**What you should do**
Render every line of the material below as a JSON list of strings, one string per line, skipping blank lines and leaving out the pictures.

**Extracted records**
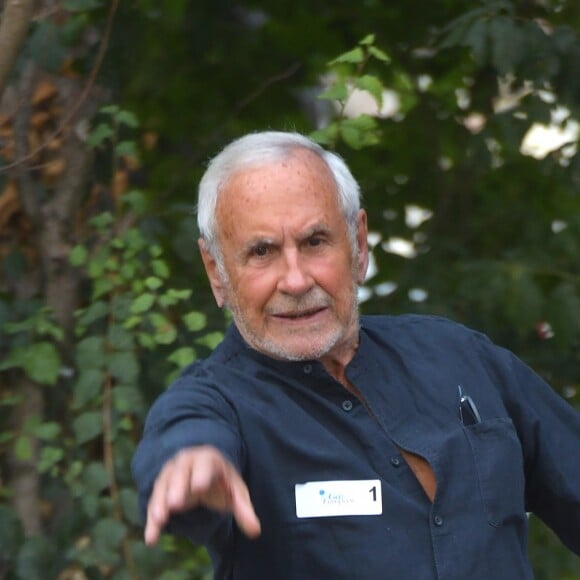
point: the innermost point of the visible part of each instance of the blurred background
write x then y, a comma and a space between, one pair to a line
459, 118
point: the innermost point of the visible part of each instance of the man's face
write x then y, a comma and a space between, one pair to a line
291, 274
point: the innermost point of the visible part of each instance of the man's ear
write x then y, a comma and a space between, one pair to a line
363, 247
212, 271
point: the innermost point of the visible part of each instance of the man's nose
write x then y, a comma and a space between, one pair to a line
294, 277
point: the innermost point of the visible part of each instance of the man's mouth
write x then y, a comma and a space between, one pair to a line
301, 314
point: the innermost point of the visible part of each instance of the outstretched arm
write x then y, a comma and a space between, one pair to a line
199, 476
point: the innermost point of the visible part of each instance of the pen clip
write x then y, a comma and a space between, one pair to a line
468, 413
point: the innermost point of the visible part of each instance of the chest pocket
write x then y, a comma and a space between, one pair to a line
499, 464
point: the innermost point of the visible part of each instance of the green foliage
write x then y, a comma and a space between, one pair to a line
488, 255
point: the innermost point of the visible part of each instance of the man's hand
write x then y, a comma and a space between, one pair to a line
199, 476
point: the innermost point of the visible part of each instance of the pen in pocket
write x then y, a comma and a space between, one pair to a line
468, 413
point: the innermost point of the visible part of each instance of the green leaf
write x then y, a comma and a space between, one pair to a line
195, 321
182, 356
368, 39
153, 283
326, 136
41, 362
143, 303
130, 505
476, 39
127, 118
47, 431
211, 340
373, 85
160, 268
95, 478
354, 56
165, 331
78, 256
379, 54
92, 313
119, 338
46, 46
507, 44
127, 399
102, 221
50, 457
99, 135
359, 132
136, 200
23, 448
108, 535
123, 366
87, 426
126, 148
88, 386
90, 353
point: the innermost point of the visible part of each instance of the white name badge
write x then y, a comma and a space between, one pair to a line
321, 499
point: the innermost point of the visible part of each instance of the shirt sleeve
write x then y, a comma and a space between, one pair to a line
549, 431
188, 414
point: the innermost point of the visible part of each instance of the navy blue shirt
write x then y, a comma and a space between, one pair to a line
286, 423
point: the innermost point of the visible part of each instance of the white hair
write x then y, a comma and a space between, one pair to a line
259, 149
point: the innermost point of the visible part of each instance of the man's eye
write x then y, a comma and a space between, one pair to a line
315, 241
260, 251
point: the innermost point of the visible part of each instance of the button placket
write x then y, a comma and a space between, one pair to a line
347, 405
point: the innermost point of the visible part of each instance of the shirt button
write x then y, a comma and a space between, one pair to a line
347, 405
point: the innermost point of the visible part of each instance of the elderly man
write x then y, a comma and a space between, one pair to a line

**Answer in full**
[
  "point: the innermost point of the visible part of each instance of the blurred background",
  "write x then y, a comma and a space between, one pair to a line",
  "459, 118",
  "point: the innermost point of the visible part of each instance of the man's face",
  "write x then y, a comma and a space between, one pair to a line",
  "291, 274",
  "point: the innermost point of the visible part of each instance of the man's ear",
  "write x then y, a comma and a space between, one pair to a line",
  "363, 247",
  "212, 271",
  "point: the innermost point of the visible part of each instance of the man's nose",
  "write x then y, a comma and a space between, one pair to a line",
  "294, 277",
  "point: the innermost point of the visible part of each instance of the man's mouth",
  "write x then y, a comma and a space between, one pair to a line",
  "301, 314",
  "point: the innermost point of the visible part of each instance of the outstretched arm",
  "write x then y, a comma and a space between, one pair to a line",
  "199, 476",
  "point: the innermost point of the visible part of each instance of the pen clip",
  "write x then y, a comma and a space between, one pair to a line",
  "468, 413",
  "point: the innermost point of the visible part of each instance of the chest pocket",
  "write x then y, a comma and a space between, one pair to a line",
  "499, 464",
  "point: the innermost point of the visible part of each instance of the green foliage",
  "write x then y, a comma and a space between, one pair to a line",
  "488, 255",
  "point: the innermost point of the visible part of each instance of the man's hand",
  "write x then y, a comma and a space between, one pair to a line",
  "199, 476",
  "point: the innermost point of the visible part of each instance of the pen in pocket",
  "write x then y, a comma and a space between, one pair to a line",
  "468, 413",
  "point: the innermost point of the visible part of each instance of the green leaf",
  "write x then y, a comma and a space between, one pair to a line",
  "195, 321",
  "182, 356",
  "368, 39",
  "153, 283",
  "326, 136",
  "41, 362",
  "143, 303",
  "130, 505",
  "476, 39",
  "127, 118",
  "47, 431",
  "211, 340",
  "373, 85",
  "160, 268",
  "95, 478",
  "354, 56",
  "165, 331",
  "78, 256",
  "379, 54",
  "92, 313",
  "119, 338",
  "46, 46",
  "507, 44",
  "127, 399",
  "102, 221",
  "50, 457",
  "99, 135",
  "359, 132",
  "136, 200",
  "23, 448",
  "108, 535",
  "123, 366",
  "87, 426",
  "126, 148",
  "88, 386",
  "90, 353",
  "point: the innermost point of the visible part of each instance of the white name badge",
  "write x then y, a comma and a space between, one pair to a line",
  "321, 499",
  "point: the innermost point of the visible part of each instance of the shirt sleeve",
  "write x then y, a comma and a space between, one pair to a line",
  "549, 431",
  "188, 414",
  "point: the innermost point of the visible part of each instance of the navy blue shirt",
  "write x then y, a comma and a space between, one pair to a line",
  "286, 423",
  "point: the innermost point of the visible part of each instance of the white hair",
  "write x then y, a comma and a space between, one pair to a line",
  "259, 149",
  "point: the innermost point of the visible part of each instance of the man's eye",
  "write x then y, a comma and a space between, one pair to a line",
  "315, 241",
  "260, 251",
  "point: the innermost point of the visible part of each instance of the button placket",
  "write x then y, a comma and a space between, one pair to a line",
  "347, 405",
  "point: the innermost point of the visible part of each instance of the shirt button",
  "write x then y, a comma and a space between, one pair to a line",
  "347, 405",
  "point: the innermost point of the visible part of each instance of the elderly man",
  "write x then y, a comma and a space between, one pair to a line"
]